D. José Luis Mendoza Pérez, Executive Vice-President D. Antonio Rizzolo, Scientific Vice President Mons. Pierangelo Sequeri, Academic Vice President





In this extraordinary circumstance caused by the Coronavirus pandemic at a global level, the Family International Monitor as well is directly involved by the radical changes that the pandemic has triggered. In particular, within the more general objective of reading the role of the family in the humanisation of contemporary society, the Family International Monitor is dealing, during the 2019-2021 three-year period, with the topic of family and poverty, by considering the aspects of relational poverty (with a first report in 2020) and of economic-structural poverty (with a conclusive report in 2021).

Therefore, some topics are of vital importance to us, in this forced transition that has further intensified some critical elements in the interaction between family relations and social, economic and relational vulnerability, but that at the same time has revealed with more clarity the incredible resilient abilities of the family, at every latitude, even under the most complex and dramatic stresses.


1. The social distancing strategy asked to each family to “stay at home”, both to protect its own members and to impede the diffusion of the contagion. Many territories have been in lock down during various weeks and, currently, a large part of the most affected nations still has its families in a situation of “involuntary reclusion”. That is, the community has entrusted to the family a decisive task for the common good, by asking to each house to become a safe place. This obliged the families to recover time to spend together, with a close coexistence, a lot closer than it was before, with an intense everyday life, with educative roles that are summoned again to the front line, with the adolescent kids obliged to stay at home, entrusting to the digital relations those peer social relations that used to be considered as essential. The first resource brought into play -but mostly put to test- consisted precisely of the family relations, their resistance, endurance, solidity and flexibility. Probably, at the end of the emergency, many will treasure the beauty of the family proximity experiences, but many will need help, relational support, protection from relational conflicts and clashes that the forced proximity will probably have caused. It would be a serious mistake not to support the families and their relations in the uneasy path towards a normality that surely will not be “as it was before”.


2. A second element, always related to the relation between family relations and house, refers to the fact that in many territorial contexts and in many cultures, the house as such, considering exclusively its architectural elements, frequently is a space of physical protection, it is precarious, it also lacks the essential services, it has cramped spaces, it is overcrowded. “Staying at home” when you live in a house with a garden is one thing, but being “obliged to stay at home” in a shanty town of the African or South American megalopolises (which exist even in the rich United States and Europe), where “home” is the place where one sleeps at most, is another thing. There are entire areas of the planet where the family “lives outside”, in the common spaces of the community of the village; and in such places, the strategies to contain the pandemic clearly cannot be the same ones adopted in the metropolises of Lombardy or in the terraced houses of the residential districts of the United States.


3. The data at an international level seem to confirm that the pandemic could spread mostly in the countries and among peoples in which the intergenerational relations are more intense and frequent. In those places where the elderly used to see most frequently their adult children and their old parents, precisely by “poisoning” those relations of care and solidarity, the virus was transmitted, affecting more strongly precisely the most vulnerable groups of people (because of their health status or their age). In this way, the pandemic obliged us to the paradox of social distancing: for the sake of the other, the most efficient strategy is to stay away, the lack of physical contact, distance, also in the most intimate relationships. Furthermore, we had to learn with greater awareness that the good of others is obtained also without direct relations, by simply by respecting the rules of common impersonal good (staying at home to avoid increasing the risks of contagion, for oneself but especially for the others).

* Extracted data

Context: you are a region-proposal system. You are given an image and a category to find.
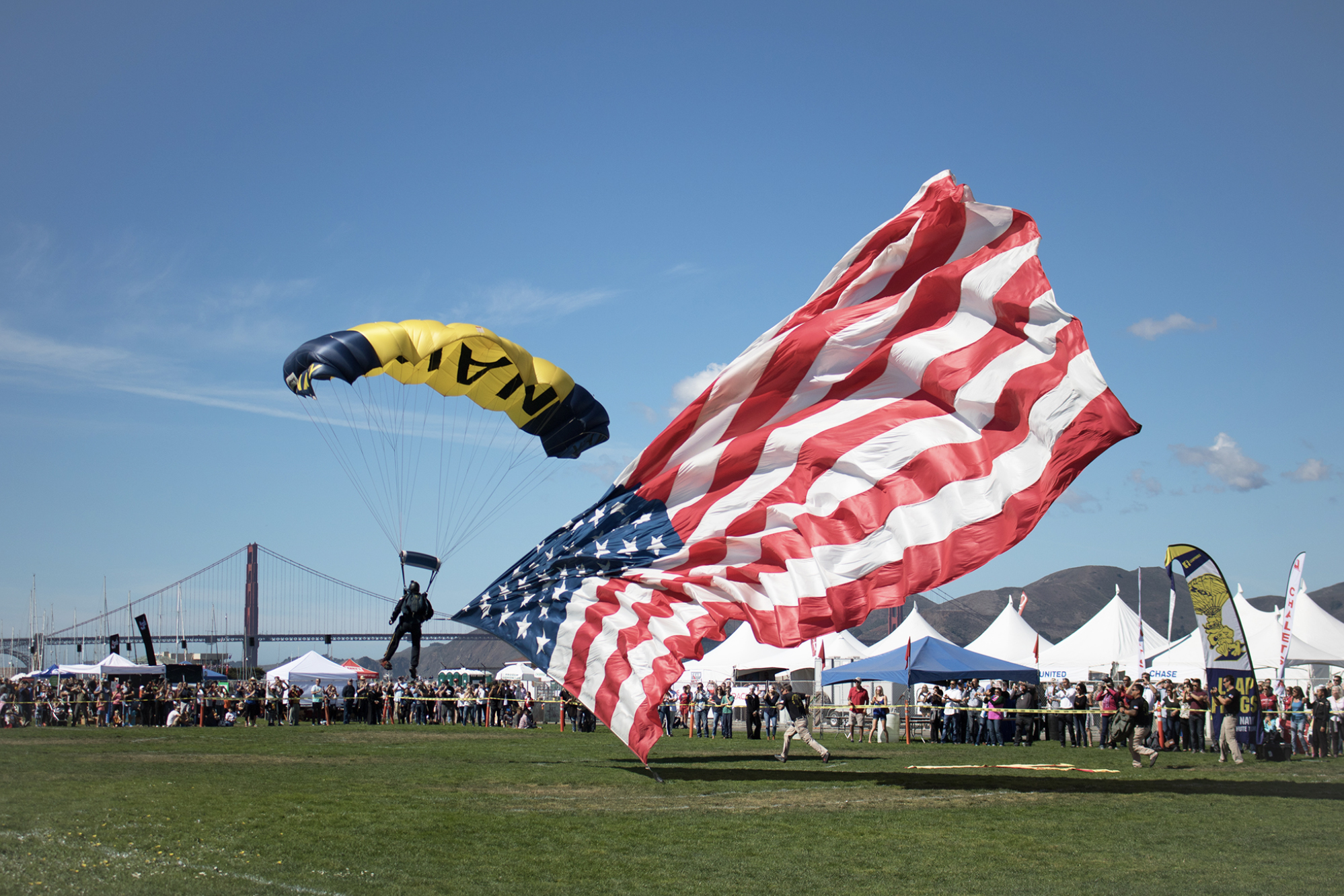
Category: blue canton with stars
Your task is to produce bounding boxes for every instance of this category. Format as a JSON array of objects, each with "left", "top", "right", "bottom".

...

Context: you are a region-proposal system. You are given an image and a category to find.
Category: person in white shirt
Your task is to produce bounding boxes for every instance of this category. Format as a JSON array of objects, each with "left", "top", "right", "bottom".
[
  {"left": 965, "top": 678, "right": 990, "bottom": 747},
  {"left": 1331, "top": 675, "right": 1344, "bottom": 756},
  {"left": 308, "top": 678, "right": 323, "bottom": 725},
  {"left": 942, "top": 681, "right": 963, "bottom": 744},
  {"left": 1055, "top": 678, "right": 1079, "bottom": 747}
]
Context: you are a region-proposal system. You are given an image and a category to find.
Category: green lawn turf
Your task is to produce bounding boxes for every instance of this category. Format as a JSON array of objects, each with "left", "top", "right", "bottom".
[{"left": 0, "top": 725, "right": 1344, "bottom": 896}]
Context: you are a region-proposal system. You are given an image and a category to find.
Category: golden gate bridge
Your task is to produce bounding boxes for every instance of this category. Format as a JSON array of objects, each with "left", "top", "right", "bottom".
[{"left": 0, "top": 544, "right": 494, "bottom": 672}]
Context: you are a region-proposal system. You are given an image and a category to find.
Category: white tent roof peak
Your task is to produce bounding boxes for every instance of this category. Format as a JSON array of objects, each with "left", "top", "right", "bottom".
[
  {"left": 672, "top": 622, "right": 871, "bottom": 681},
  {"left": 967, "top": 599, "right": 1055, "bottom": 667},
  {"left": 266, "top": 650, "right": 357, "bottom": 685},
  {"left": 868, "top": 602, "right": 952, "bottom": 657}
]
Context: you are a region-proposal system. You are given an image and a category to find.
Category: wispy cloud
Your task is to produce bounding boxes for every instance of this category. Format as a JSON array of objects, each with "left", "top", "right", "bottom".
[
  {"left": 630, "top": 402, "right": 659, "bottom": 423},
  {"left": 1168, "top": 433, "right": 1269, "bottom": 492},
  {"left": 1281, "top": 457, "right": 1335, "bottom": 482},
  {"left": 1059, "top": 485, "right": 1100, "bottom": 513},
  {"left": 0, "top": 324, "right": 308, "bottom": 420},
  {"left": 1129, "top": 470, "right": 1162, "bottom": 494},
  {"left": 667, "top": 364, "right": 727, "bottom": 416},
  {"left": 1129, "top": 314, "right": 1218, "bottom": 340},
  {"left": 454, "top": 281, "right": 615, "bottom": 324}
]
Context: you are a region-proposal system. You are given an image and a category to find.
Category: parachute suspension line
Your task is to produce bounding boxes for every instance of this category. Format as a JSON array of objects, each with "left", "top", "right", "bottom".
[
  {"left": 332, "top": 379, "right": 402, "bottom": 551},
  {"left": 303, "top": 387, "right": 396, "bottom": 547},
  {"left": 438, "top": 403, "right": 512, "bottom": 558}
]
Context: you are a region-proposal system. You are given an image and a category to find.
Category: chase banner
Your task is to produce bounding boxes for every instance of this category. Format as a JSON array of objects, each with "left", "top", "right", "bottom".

* * *

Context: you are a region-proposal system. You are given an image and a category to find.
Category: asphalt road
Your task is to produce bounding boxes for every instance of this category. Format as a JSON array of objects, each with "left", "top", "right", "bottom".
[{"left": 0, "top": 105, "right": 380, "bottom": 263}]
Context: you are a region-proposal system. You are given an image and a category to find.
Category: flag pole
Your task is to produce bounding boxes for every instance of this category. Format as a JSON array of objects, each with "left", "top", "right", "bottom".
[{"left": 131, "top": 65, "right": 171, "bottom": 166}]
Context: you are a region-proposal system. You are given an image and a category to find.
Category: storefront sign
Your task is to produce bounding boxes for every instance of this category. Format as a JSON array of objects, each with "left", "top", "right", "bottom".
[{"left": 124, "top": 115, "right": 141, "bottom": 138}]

* Activity 1
In the Family International Monitor statement, take the part that opens with the words "Therefore, some topics" and closes with "and dramatic stresses.", and change "forced transition" to "sudden transition".
* Activity 2
According to the Family International Monitor statement, what topic is the Monitor addressing during the 2019-2021 three-year period?

* Exercise solution 1
Therefore, some topics are of vital importance to us, in this sudden transition that has further intensified some critical elements in the interaction between family relations and social, economic and relational vulnerability, but that at the same time has revealed with more clarity the incredible resilient abilities of the family, at every latitude, even under the most complex and dramatic stresses.

* Exercise solution 2
Family and poverty.